Microsoft enhances Employee Giving Program to raise next billion for nonprofits

The following post is from Lisa Brummel, Chief People Officer at Microsoft.


(From left to right) Microsoft employees Vatsala Isaac, Kendall McElliott, Rachel Ash and Gilmere Vieira at the company’s 5K Run/Walk, an annual Employee Giving Campaign tradition.

It’s been a busy autumn at Microsoft. When I watch the buzz of activity across the company, I see creative people collaborating and moving toward a vision. Our people are equally passionate about contributing to their communities outside of Microsoft. This energy is on full display during October, our annual Employee Giving Campaign – a magical time of year for all of us.

Last year was a significant moment for the Employee Giving Program as we marked the 30th Employee Giving Campaign and the milestone of $1 billion raised for more than 31,000 nonprofits over those three decades (inclusive of corporate match). But we’re not done.

This year, we enhanced the Employee Giving Program to make a bigger impact: we increased the matching funds available to each employee to $15,000 (up from $12,000 in previous years), and we’re helping newly-hired Microsoft employees kick off their giving through a $50 donation to their nonprofit of choice. We’re on track to beat last year’s number, driven by our motivation to support nonprofits in making the world a better place.

> Collected data:
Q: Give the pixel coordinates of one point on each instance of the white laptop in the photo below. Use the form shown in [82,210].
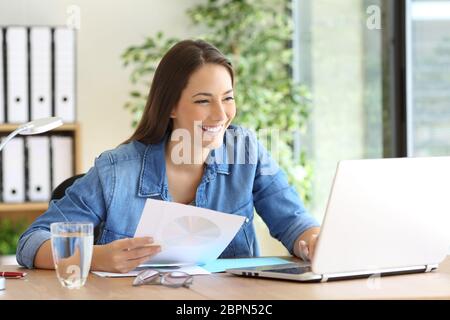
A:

> Aim of the exercise: In the post on Microsoft's Employee Giving Program, what is the new amount of matching funds available to each employee?

> Task output: $15,000 per employee, up from $12,000 in previous years.